Source document -
□ □ □ □ □

The philanthropist and wife of Bill Gates on what she tells her kids, getting women into tech and the perils of wealth

Melinda Gates is co-founder of the Bill & Melinda Gates Foundation, which she set up with her husband, Bill Gates. It is the largest private charitable organisation in the world and uses Microsoft’s billions in diverse philanthropic drives: supplying vaccines and birth control to developing countries and working to get the world’s 130 million girls not in formal education into school. Gates was herself educated in an all-girls Catholic high school in Dallas and studied computer science and economics at university before taking a job with “a smallish software company called Microsoft”. Her new book The Moment of Lift is an illuminating and often moving scrutiny of the ways in which the lot of women can be improved; her argument is that it is only by involving women that the world will be changed for the better. She lives in Seattle with her husband and their three children.

What, aside from donating, are the top three things a western woman could do to improve her situation and help the world beyond herself?
The first thing I’d urge is: look into your own home. Figure out whether you have true equality. Sit down with your partner and say: “OK, who is doing the dishes? Who is putting the rubbish out? Who is doing the gardening? Do we need to make some changes?” [Her book describes her own negotiations with Bill over divisions of labour – he volunteers to do the school run.] And if there isn’t equality, you need to bring up some tough conversations about unpaid labour in your home. The second thing that still needs saying to women is that it is essential to vote – and to vote for candidates whose policies best support women. And the third thing is: look at your workplace. Is there full transparency about pay?

□ □ □ □ □

Information shown -

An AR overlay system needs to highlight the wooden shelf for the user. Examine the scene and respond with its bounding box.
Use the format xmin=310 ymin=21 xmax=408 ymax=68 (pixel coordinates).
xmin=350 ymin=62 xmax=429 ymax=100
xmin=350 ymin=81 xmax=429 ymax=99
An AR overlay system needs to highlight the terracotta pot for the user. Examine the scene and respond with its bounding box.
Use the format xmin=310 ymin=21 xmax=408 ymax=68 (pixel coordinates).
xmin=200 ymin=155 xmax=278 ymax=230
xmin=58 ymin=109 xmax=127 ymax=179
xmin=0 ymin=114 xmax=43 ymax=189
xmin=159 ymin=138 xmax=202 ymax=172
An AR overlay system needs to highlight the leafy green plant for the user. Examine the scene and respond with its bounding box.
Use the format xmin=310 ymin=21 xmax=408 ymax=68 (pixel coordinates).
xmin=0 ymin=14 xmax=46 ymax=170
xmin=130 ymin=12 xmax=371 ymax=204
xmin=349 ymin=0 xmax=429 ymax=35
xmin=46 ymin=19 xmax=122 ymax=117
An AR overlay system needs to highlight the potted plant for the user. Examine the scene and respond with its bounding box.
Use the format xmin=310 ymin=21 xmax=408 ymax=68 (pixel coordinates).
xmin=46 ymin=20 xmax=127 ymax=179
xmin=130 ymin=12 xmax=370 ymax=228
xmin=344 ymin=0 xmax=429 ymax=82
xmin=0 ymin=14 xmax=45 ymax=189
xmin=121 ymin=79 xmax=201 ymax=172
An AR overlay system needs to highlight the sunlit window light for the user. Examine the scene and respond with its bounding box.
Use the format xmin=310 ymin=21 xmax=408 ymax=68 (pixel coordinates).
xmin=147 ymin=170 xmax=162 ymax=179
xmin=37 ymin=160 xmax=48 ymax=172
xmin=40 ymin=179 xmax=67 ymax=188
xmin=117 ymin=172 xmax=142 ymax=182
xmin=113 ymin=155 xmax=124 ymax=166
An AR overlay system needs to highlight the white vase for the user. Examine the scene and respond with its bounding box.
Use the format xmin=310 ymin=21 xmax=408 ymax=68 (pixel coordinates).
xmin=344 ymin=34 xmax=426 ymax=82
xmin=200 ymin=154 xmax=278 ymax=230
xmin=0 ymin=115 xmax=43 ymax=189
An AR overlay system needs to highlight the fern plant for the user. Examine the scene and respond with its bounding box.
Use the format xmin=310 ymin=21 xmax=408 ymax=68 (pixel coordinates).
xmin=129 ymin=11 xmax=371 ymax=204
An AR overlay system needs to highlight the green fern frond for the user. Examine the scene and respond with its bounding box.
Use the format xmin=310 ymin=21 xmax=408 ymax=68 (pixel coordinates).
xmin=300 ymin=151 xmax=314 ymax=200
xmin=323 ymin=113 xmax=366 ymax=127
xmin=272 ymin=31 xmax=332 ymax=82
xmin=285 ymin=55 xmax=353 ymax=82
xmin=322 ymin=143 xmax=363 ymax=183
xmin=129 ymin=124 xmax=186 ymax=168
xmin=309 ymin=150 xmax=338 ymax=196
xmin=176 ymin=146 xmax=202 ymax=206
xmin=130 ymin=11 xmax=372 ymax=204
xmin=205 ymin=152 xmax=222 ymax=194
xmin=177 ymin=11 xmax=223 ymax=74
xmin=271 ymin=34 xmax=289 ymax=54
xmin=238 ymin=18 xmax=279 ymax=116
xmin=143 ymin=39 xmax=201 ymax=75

□ □ □ □ □

The task -
Reproduce word for word the passage of the Melinda Gates interview starting at "The first thing" and ending at "transparency about pay?".

Output for this task -
The first thing I’d urge is: look into your own home. Figure out whether you have true equality. Sit down with your partner and say: “OK, who is doing the dishes? Who is putting the rubbish out? Who is doing the gardening? Do we need to make some changes?” [Her book describes her own negotiations with Bill over divisions of labour – he volunteers to do the school run.] And if there isn’t equality, you need to bring up some tough conversations about unpaid labour in your home. The second thing that still needs saying to women is that it is essential to vote – and to vote for candidates whose policies best support women. And the third thing is: look at your workplace. Is there full transparency about pay?